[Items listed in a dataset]

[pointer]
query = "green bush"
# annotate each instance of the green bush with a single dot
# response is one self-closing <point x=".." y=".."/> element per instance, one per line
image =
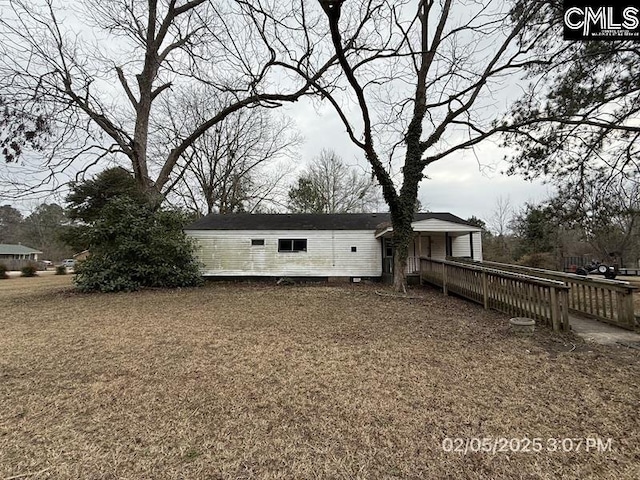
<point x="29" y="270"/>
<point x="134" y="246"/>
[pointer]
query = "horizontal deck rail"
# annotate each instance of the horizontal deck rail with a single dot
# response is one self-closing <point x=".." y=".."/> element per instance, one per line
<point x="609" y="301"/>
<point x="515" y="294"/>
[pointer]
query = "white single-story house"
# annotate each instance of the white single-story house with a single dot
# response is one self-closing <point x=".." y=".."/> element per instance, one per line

...

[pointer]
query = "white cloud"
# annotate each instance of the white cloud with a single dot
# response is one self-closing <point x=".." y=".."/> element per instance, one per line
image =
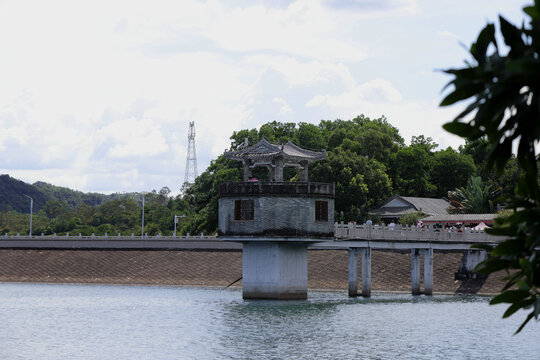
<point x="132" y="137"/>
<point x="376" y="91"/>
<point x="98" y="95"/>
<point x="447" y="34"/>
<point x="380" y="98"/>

---

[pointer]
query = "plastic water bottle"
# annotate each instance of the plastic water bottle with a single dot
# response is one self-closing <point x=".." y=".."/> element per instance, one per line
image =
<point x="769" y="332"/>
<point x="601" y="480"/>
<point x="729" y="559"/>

TO DO:
Locate each line of the material above that contains the word "white", and copy those lines.

EXPECTED OUTPUT:
query = "white single-story house"
# annotate each instance of the white single-story house with a single dot
query = "white cloud"
# annotate each instance of the white cloud with a single dot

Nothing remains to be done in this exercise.